STATED TASK: List each line in the material below that contains the word "green".

%%

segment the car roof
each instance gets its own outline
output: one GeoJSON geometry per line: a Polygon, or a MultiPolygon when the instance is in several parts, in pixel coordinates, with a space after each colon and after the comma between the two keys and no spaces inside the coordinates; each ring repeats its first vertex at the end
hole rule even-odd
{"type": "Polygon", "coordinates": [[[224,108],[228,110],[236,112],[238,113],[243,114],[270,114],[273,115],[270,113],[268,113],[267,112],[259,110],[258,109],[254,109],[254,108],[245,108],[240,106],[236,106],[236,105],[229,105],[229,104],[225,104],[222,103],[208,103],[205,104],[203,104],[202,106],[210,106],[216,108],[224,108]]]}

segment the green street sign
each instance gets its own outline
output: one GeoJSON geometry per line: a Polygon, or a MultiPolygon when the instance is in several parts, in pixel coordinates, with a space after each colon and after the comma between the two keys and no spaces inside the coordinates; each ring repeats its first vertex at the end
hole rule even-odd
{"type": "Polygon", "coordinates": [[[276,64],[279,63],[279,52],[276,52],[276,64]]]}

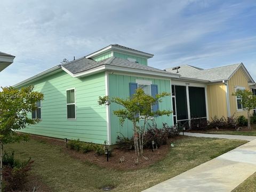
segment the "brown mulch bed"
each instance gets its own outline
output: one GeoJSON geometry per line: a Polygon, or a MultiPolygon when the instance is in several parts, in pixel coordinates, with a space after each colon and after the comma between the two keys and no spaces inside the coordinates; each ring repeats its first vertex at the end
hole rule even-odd
{"type": "Polygon", "coordinates": [[[51,192],[52,190],[50,189],[49,187],[47,186],[45,184],[43,183],[39,177],[31,174],[28,176],[28,182],[26,183],[25,185],[24,188],[22,190],[5,190],[5,192],[31,192],[33,191],[33,188],[35,187],[36,190],[36,192],[51,192]]]}
{"type": "Polygon", "coordinates": [[[208,132],[221,132],[221,131],[239,131],[239,132],[250,132],[253,131],[253,129],[251,129],[251,130],[249,130],[247,126],[243,126],[242,129],[240,129],[239,131],[236,131],[235,129],[219,129],[218,130],[216,129],[211,129],[206,130],[186,130],[186,132],[190,132],[190,133],[207,133],[208,132]]]}
{"type": "Polygon", "coordinates": [[[94,151],[90,151],[86,154],[77,152],[75,150],[69,149],[66,147],[66,143],[63,140],[42,137],[37,135],[31,135],[31,138],[36,140],[43,140],[52,145],[58,145],[62,146],[62,151],[69,155],[73,158],[81,159],[86,162],[91,162],[100,166],[108,169],[118,170],[134,170],[145,167],[163,159],[167,154],[171,143],[175,142],[177,139],[180,139],[182,136],[178,136],[175,138],[169,139],[166,145],[161,146],[157,150],[152,151],[151,149],[144,149],[143,156],[148,158],[146,159],[143,157],[139,159],[139,165],[135,164],[135,161],[137,157],[134,150],[125,150],[117,148],[113,149],[111,157],[109,161],[107,162],[106,155],[98,156],[94,151]],[[120,163],[120,158],[124,157],[124,162],[120,163]]]}

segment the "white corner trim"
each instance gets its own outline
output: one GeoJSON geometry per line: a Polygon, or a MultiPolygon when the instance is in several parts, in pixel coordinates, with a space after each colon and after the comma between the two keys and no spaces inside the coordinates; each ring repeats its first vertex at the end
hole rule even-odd
{"type": "Polygon", "coordinates": [[[204,87],[204,92],[205,95],[205,107],[206,108],[206,118],[207,121],[209,121],[209,113],[208,111],[208,98],[207,93],[207,85],[204,87]]]}
{"type": "MultiPolygon", "coordinates": [[[[109,84],[108,81],[108,73],[105,71],[105,94],[109,96],[109,84]]],[[[110,126],[110,109],[109,106],[106,106],[107,121],[107,139],[109,145],[111,145],[111,126],[110,126]]]]}
{"type": "Polygon", "coordinates": [[[227,81],[226,82],[227,83],[225,83],[225,84],[226,84],[226,99],[227,100],[227,110],[228,112],[228,117],[230,117],[231,113],[230,113],[230,103],[229,102],[229,86],[228,86],[228,81],[227,81]]]}
{"type": "Polygon", "coordinates": [[[135,79],[135,82],[138,83],[139,85],[152,85],[152,81],[150,80],[144,80],[144,79],[135,79]]]}

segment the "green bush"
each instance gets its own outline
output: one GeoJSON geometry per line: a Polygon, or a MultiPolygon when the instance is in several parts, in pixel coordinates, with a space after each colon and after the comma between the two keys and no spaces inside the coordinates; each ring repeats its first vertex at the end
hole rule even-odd
{"type": "Polygon", "coordinates": [[[34,161],[29,158],[27,161],[21,162],[14,158],[14,153],[6,151],[3,157],[3,178],[5,191],[22,190],[28,181],[28,177],[34,161]]]}
{"type": "Polygon", "coordinates": [[[98,155],[103,155],[105,153],[105,148],[104,146],[101,145],[96,145],[94,146],[95,153],[98,155]]]}
{"type": "Polygon", "coordinates": [[[241,115],[237,117],[237,123],[239,126],[247,126],[248,125],[248,121],[243,115],[241,115]]]}
{"type": "Polygon", "coordinates": [[[80,147],[80,151],[83,153],[86,153],[93,150],[92,143],[82,143],[80,147]]]}
{"type": "Polygon", "coordinates": [[[256,124],[256,114],[254,113],[251,116],[251,123],[256,124]]]}
{"type": "Polygon", "coordinates": [[[223,129],[225,128],[226,125],[225,119],[222,117],[220,118],[218,118],[215,115],[213,118],[211,117],[212,121],[209,123],[209,127],[210,129],[223,129]]]}
{"type": "Polygon", "coordinates": [[[71,140],[68,142],[68,146],[70,149],[74,149],[77,151],[86,153],[91,151],[94,151],[98,155],[102,155],[105,153],[103,145],[98,144],[88,143],[81,141],[79,139],[71,140]]]}

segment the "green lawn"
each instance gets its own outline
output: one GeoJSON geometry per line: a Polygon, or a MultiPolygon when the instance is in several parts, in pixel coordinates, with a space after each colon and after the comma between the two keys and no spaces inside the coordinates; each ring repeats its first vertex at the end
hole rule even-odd
{"type": "Polygon", "coordinates": [[[245,127],[243,128],[243,131],[237,131],[234,130],[234,131],[202,131],[201,132],[209,134],[225,134],[239,135],[256,136],[256,125],[252,125],[250,131],[248,130],[247,127],[245,127]]]}
{"type": "Polygon", "coordinates": [[[256,172],[240,184],[232,192],[256,191],[256,172]]]}
{"type": "MultiPolygon", "coordinates": [[[[62,151],[61,146],[31,139],[9,144],[5,149],[16,157],[35,160],[33,174],[53,191],[140,191],[246,142],[245,141],[184,137],[177,140],[162,161],[138,170],[119,171],[84,162],[62,151]]],[[[111,161],[111,159],[110,159],[111,161]]]]}

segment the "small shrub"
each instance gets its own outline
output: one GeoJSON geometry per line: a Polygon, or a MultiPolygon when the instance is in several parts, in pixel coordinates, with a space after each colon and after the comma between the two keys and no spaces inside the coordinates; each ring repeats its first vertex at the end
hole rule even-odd
{"type": "Polygon", "coordinates": [[[25,185],[28,181],[29,171],[34,161],[31,161],[31,158],[23,162],[15,159],[13,152],[11,154],[5,152],[4,156],[4,164],[5,166],[3,169],[3,177],[5,190],[12,191],[22,190],[25,185]]]}
{"type": "Polygon", "coordinates": [[[80,146],[80,151],[83,153],[86,153],[93,150],[92,144],[84,143],[82,143],[80,146]]]}
{"type": "Polygon", "coordinates": [[[101,145],[96,145],[94,146],[95,153],[98,155],[103,155],[105,153],[104,146],[101,145]]]}
{"type": "Polygon", "coordinates": [[[168,134],[168,138],[173,138],[180,134],[180,130],[176,125],[169,126],[167,123],[163,123],[163,129],[168,134]]]}
{"type": "Polygon", "coordinates": [[[256,124],[256,113],[251,116],[251,123],[256,124]]]}
{"type": "Polygon", "coordinates": [[[235,114],[233,114],[231,117],[228,117],[227,119],[223,116],[222,116],[222,117],[225,122],[225,126],[222,128],[229,130],[236,129],[237,119],[236,117],[235,117],[235,114]]]}
{"type": "Polygon", "coordinates": [[[222,129],[225,127],[226,123],[223,117],[218,118],[215,115],[213,118],[211,117],[212,121],[209,123],[209,127],[210,129],[222,129]]]}
{"type": "Polygon", "coordinates": [[[248,121],[243,115],[241,115],[237,118],[237,122],[239,126],[247,126],[248,125],[248,121]]]}
{"type": "Polygon", "coordinates": [[[152,125],[148,124],[148,129],[144,135],[143,147],[146,148],[152,148],[152,141],[154,141],[157,147],[167,143],[169,132],[165,129],[158,129],[154,120],[152,125]]]}

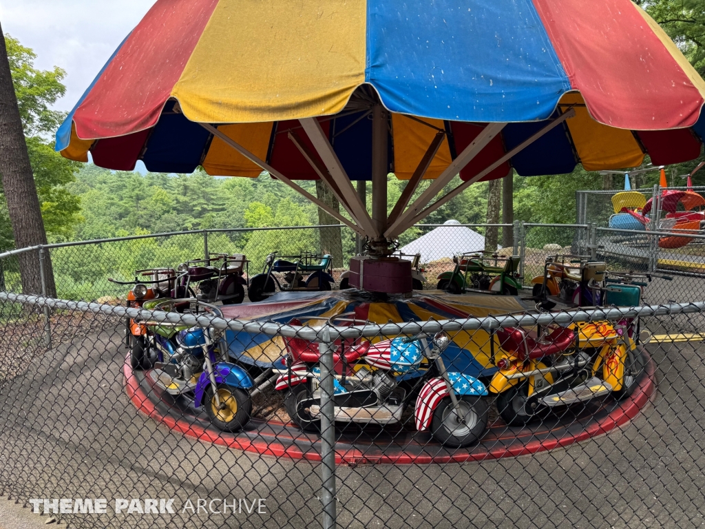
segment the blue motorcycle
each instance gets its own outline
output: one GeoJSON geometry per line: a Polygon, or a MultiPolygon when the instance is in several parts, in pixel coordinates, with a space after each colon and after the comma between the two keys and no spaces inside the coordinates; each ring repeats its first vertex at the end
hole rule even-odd
{"type": "MultiPolygon", "coordinates": [[[[192,298],[165,300],[149,308],[223,316],[217,307],[192,298]]],[[[192,399],[197,409],[203,406],[219,430],[235,432],[247,423],[252,411],[250,391],[255,383],[242,367],[224,361],[228,358],[224,331],[149,321],[144,324],[153,331],[149,347],[154,348],[157,361],[147,375],[157,387],[170,395],[192,399]]]]}
{"type": "Polygon", "coordinates": [[[306,252],[301,255],[277,258],[273,252],[264,260],[262,274],[253,276],[247,286],[250,301],[262,301],[274,294],[277,288],[281,291],[329,291],[335,283],[333,279],[333,256],[317,255],[306,252]],[[275,272],[284,274],[280,283],[275,272]]]}

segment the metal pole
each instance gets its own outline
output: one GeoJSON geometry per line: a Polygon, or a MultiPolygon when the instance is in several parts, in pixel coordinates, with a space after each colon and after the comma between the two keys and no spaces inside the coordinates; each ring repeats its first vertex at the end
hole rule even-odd
{"type": "Polygon", "coordinates": [[[521,229],[519,227],[519,221],[514,221],[512,226],[512,255],[517,255],[519,253],[519,238],[522,236],[521,229]]]}
{"type": "Polygon", "coordinates": [[[321,353],[321,502],[324,529],[336,527],[336,430],[333,421],[333,348],[331,332],[324,327],[321,353]]]}
{"type": "MultiPolygon", "coordinates": [[[[42,296],[44,298],[47,297],[47,278],[44,276],[44,252],[46,250],[44,249],[43,246],[39,246],[39,276],[42,279],[42,296]]],[[[49,349],[51,348],[51,325],[49,320],[49,307],[44,305],[44,342],[47,343],[47,347],[49,349]]]]}
{"type": "MultiPolygon", "coordinates": [[[[364,205],[365,207],[367,207],[367,182],[364,180],[357,181],[357,196],[360,197],[360,200],[364,205]]],[[[355,234],[355,253],[362,253],[362,238],[360,237],[360,233],[355,234]]]]}
{"type": "Polygon", "coordinates": [[[372,109],[372,223],[384,233],[387,224],[387,111],[381,104],[372,109]]]}
{"type": "Polygon", "coordinates": [[[524,221],[519,221],[519,239],[520,239],[520,246],[519,246],[519,275],[524,277],[524,258],[526,255],[526,229],[524,227],[524,221]]]}

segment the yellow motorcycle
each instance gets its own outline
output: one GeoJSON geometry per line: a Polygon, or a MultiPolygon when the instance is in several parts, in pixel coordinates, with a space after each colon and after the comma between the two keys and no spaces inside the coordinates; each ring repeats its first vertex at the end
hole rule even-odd
{"type": "MultiPolygon", "coordinates": [[[[645,362],[627,320],[579,322],[539,329],[537,337],[520,328],[498,329],[500,351],[488,388],[508,425],[525,425],[557,406],[634,391],[645,362]]],[[[493,351],[494,352],[494,351],[493,351]]],[[[493,356],[494,355],[493,354],[493,356]]]]}

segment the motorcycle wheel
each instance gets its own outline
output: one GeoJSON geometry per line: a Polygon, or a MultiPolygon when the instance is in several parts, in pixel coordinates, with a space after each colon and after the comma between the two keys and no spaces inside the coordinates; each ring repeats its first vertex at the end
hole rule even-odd
{"type": "Polygon", "coordinates": [[[291,422],[304,432],[320,432],[321,420],[317,419],[304,409],[304,401],[312,399],[313,395],[308,384],[300,384],[294,386],[284,397],[284,408],[289,414],[291,422]]]}
{"type": "Polygon", "coordinates": [[[239,283],[235,283],[228,296],[227,299],[223,300],[223,305],[239,305],[245,300],[245,288],[239,283]]]}
{"type": "Polygon", "coordinates": [[[211,420],[211,424],[224,432],[241,430],[250,420],[252,413],[252,401],[250,396],[242,389],[226,384],[216,384],[216,391],[220,399],[220,408],[216,405],[212,385],[209,384],[203,394],[206,415],[211,420]]]}
{"type": "Polygon", "coordinates": [[[458,413],[453,409],[450,397],[446,397],[434,412],[431,434],[447,446],[467,446],[479,439],[487,428],[489,406],[479,397],[469,395],[458,397],[458,413]]]}
{"type": "Polygon", "coordinates": [[[145,336],[130,335],[130,365],[133,370],[152,369],[157,362],[157,352],[153,351],[145,336]]]}
{"type": "Polygon", "coordinates": [[[512,386],[497,395],[497,411],[505,422],[510,426],[523,426],[539,418],[536,413],[527,413],[528,398],[529,384],[527,382],[512,386]]]}
{"type": "Polygon", "coordinates": [[[622,389],[613,394],[618,401],[626,399],[634,393],[634,390],[639,385],[639,379],[646,367],[644,361],[644,355],[638,351],[634,352],[636,354],[632,355],[633,358],[627,354],[627,360],[624,363],[624,381],[622,382],[622,389]]]}
{"type": "Polygon", "coordinates": [[[266,279],[266,276],[263,274],[255,276],[255,277],[250,279],[250,285],[247,287],[247,297],[250,301],[262,301],[267,297],[264,296],[265,292],[274,291],[274,280],[270,277],[269,280],[266,281],[265,284],[266,279]]]}

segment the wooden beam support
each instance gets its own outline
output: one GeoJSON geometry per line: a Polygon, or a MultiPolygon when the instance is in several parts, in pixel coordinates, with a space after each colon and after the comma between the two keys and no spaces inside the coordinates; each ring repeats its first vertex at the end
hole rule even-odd
{"type": "MultiPolygon", "coordinates": [[[[396,236],[401,231],[399,226],[402,224],[406,225],[407,221],[416,217],[421,210],[431,200],[438,194],[446,186],[455,178],[455,175],[460,172],[461,169],[467,165],[470,161],[482,151],[488,143],[499,134],[502,129],[506,126],[505,123],[491,123],[485,127],[482,131],[478,134],[475,138],[470,142],[462,152],[458,155],[450,164],[446,168],[446,170],[434,180],[431,185],[424,191],[421,196],[414,201],[408,209],[387,228],[384,232],[384,236],[391,238],[396,236]]],[[[403,231],[403,230],[402,230],[403,231]]]]}
{"type": "Polygon", "coordinates": [[[491,166],[489,166],[485,169],[483,169],[467,181],[463,182],[453,190],[446,193],[446,195],[442,196],[441,198],[439,198],[438,200],[434,202],[430,206],[429,206],[425,209],[422,211],[420,213],[415,215],[412,219],[407,219],[406,222],[405,222],[403,225],[399,226],[400,231],[398,231],[397,233],[398,234],[403,233],[405,230],[408,229],[410,227],[415,224],[419,220],[422,220],[426,217],[428,217],[428,215],[429,215],[431,213],[438,209],[439,207],[441,207],[441,206],[447,202],[451,198],[458,196],[460,193],[465,191],[466,189],[467,189],[467,188],[469,188],[473,183],[479,181],[483,176],[485,176],[491,173],[493,171],[499,167],[499,166],[501,166],[505,162],[506,162],[513,156],[515,156],[515,154],[517,154],[517,153],[525,149],[527,147],[528,147],[532,143],[535,142],[537,140],[543,136],[544,134],[551,130],[554,127],[558,126],[563,121],[565,121],[566,119],[572,118],[575,115],[575,111],[573,109],[569,109],[566,112],[560,116],[556,118],[550,123],[544,127],[542,129],[537,132],[535,134],[525,140],[523,142],[522,142],[515,147],[514,147],[510,151],[507,152],[505,154],[504,154],[504,156],[498,159],[491,166]]]}
{"type": "Polygon", "coordinates": [[[345,198],[345,202],[352,212],[351,213],[352,217],[357,221],[357,224],[364,232],[364,234],[379,236],[379,233],[373,226],[372,219],[367,212],[367,207],[357,196],[352,183],[345,174],[341,161],[338,159],[338,156],[333,150],[333,145],[328,141],[318,120],[315,118],[304,118],[300,119],[299,122],[313,143],[314,148],[321,157],[323,163],[328,168],[328,172],[338,186],[341,195],[345,198]]]}
{"type": "Polygon", "coordinates": [[[439,149],[441,147],[441,144],[443,143],[443,138],[446,138],[446,133],[443,131],[439,131],[436,134],[433,140],[431,142],[431,145],[429,145],[429,148],[426,150],[426,152],[424,154],[423,157],[419,162],[419,164],[416,166],[416,170],[414,174],[411,176],[411,178],[407,182],[406,187],[404,188],[404,190],[401,192],[401,196],[399,197],[399,200],[397,200],[397,203],[394,205],[394,209],[392,209],[392,212],[389,214],[389,218],[387,219],[387,226],[390,226],[392,223],[396,221],[399,215],[402,214],[404,209],[409,204],[409,200],[411,200],[411,197],[414,194],[414,191],[421,183],[421,181],[424,178],[424,175],[426,174],[426,171],[428,171],[429,166],[431,165],[431,162],[433,161],[434,157],[436,156],[436,153],[438,152],[439,149]]]}
{"type": "Polygon", "coordinates": [[[292,132],[290,130],[287,135],[292,142],[296,145],[296,148],[299,150],[299,152],[303,154],[304,158],[306,161],[309,162],[310,166],[313,168],[313,170],[316,171],[316,174],[319,176],[319,178],[323,181],[324,183],[328,186],[331,191],[333,192],[333,195],[336,197],[336,199],[338,202],[345,209],[348,214],[352,217],[352,219],[357,222],[357,219],[355,219],[355,216],[352,214],[350,207],[348,205],[348,202],[345,202],[345,198],[341,194],[341,190],[336,185],[336,183],[331,178],[331,175],[328,172],[328,169],[324,167],[321,163],[318,158],[311,152],[311,150],[308,148],[308,146],[304,143],[301,138],[299,138],[298,135],[295,132],[292,132]]]}
{"type": "Polygon", "coordinates": [[[245,149],[244,147],[243,147],[242,145],[240,145],[237,142],[235,142],[233,140],[232,140],[230,138],[228,138],[223,133],[222,133],[220,130],[219,130],[217,128],[216,128],[215,127],[214,127],[212,125],[211,125],[209,123],[199,123],[199,124],[202,127],[203,127],[204,128],[205,128],[207,130],[208,130],[214,136],[217,136],[221,140],[222,140],[223,142],[225,142],[228,145],[230,145],[231,147],[233,147],[233,149],[235,149],[236,151],[238,151],[238,152],[239,152],[240,154],[242,154],[243,156],[244,156],[248,160],[250,160],[252,163],[258,165],[259,166],[262,167],[263,169],[264,169],[265,171],[268,171],[269,173],[269,174],[272,175],[273,176],[274,176],[275,178],[276,178],[278,180],[281,180],[282,182],[283,182],[284,183],[286,183],[287,186],[288,186],[290,188],[291,188],[292,189],[293,189],[298,193],[299,193],[300,195],[301,195],[305,197],[306,198],[307,198],[309,200],[310,200],[311,202],[312,202],[314,204],[315,204],[317,206],[318,206],[319,207],[320,207],[321,209],[323,209],[324,212],[326,212],[326,213],[328,213],[331,217],[333,217],[336,219],[338,219],[338,220],[339,220],[341,223],[343,223],[343,224],[345,224],[345,226],[347,226],[350,229],[354,230],[356,233],[358,233],[360,235],[364,235],[365,234],[364,230],[362,230],[360,226],[356,226],[355,224],[354,224],[352,222],[350,222],[350,221],[349,221],[348,219],[346,219],[343,215],[341,215],[339,212],[336,212],[335,209],[333,209],[330,206],[329,206],[329,205],[324,204],[324,202],[321,202],[320,200],[319,200],[318,198],[317,198],[313,195],[312,195],[311,193],[309,193],[305,189],[303,189],[302,188],[300,187],[299,186],[298,186],[295,183],[294,183],[293,182],[292,182],[290,180],[289,180],[288,178],[286,178],[284,175],[283,175],[281,172],[279,172],[278,171],[277,171],[276,169],[275,169],[274,167],[272,167],[271,165],[269,165],[269,164],[267,164],[266,162],[264,162],[263,160],[261,160],[259,158],[257,158],[257,157],[255,156],[255,154],[253,154],[252,152],[250,152],[250,151],[248,151],[247,149],[245,149]]]}

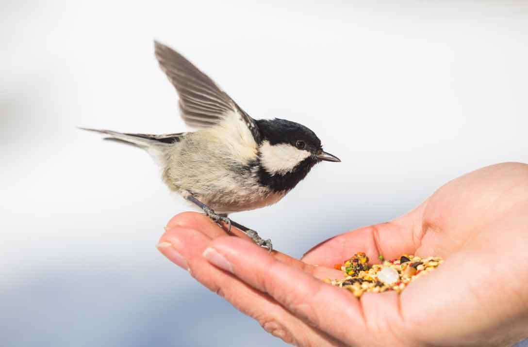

%%

SOLUTION FOR THIS EXERCISE:
segment the green street sign
segment the "green bush"
segment the "green lawn"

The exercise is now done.